The pictures are to be dropped, and the records below are to be restated word for word.
#### Information supplied
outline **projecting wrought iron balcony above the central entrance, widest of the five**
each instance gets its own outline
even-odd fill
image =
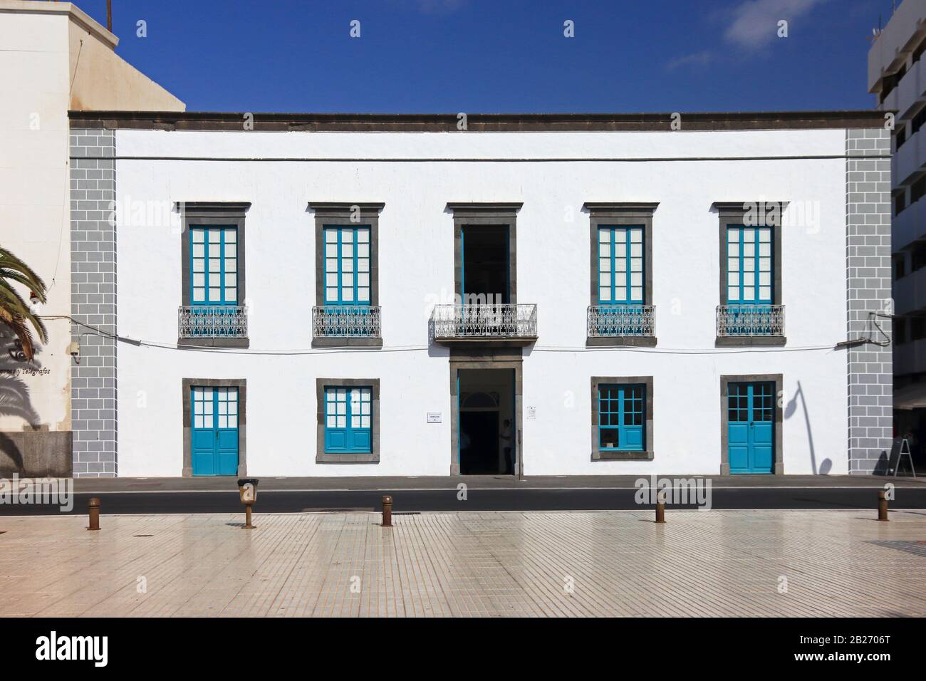
[[[499,340],[526,346],[537,340],[537,306],[435,305],[431,324],[438,343]]]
########
▶ _Output of the task_
outline **projecting wrought iron balcony above the central entrance, widest of the five**
each instance gets its own outline
even-odd fill
image =
[[[499,340],[526,346],[537,340],[537,306],[435,305],[431,324],[438,343]]]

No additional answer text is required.